YOUR TASK ::
Up to and including the line that contains "Target: stanchion post", repeat each line of the data exactly, starting from the first.

MATERIAL TO PROCESS ::
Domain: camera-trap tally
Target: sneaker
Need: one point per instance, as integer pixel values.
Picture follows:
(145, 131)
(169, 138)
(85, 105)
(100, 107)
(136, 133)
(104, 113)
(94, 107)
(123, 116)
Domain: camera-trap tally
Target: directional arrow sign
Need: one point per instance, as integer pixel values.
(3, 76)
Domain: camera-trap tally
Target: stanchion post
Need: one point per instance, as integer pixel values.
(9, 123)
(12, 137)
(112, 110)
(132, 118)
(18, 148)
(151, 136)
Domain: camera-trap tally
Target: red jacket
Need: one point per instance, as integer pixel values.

TASK OUTPUT ::
Domain: camera-trap tally
Target: sneaker
Need: one point per instance, as integer pixel values.
Picture follows:
(145, 131)
(169, 138)
(85, 105)
(100, 107)
(136, 133)
(104, 113)
(94, 107)
(123, 116)
Domain: camera-trap tally
Target: directional arrow sign
Need: one point per instance, as integer pixel values.
(3, 76)
Domain: camera-trap tally
Target: stanchion post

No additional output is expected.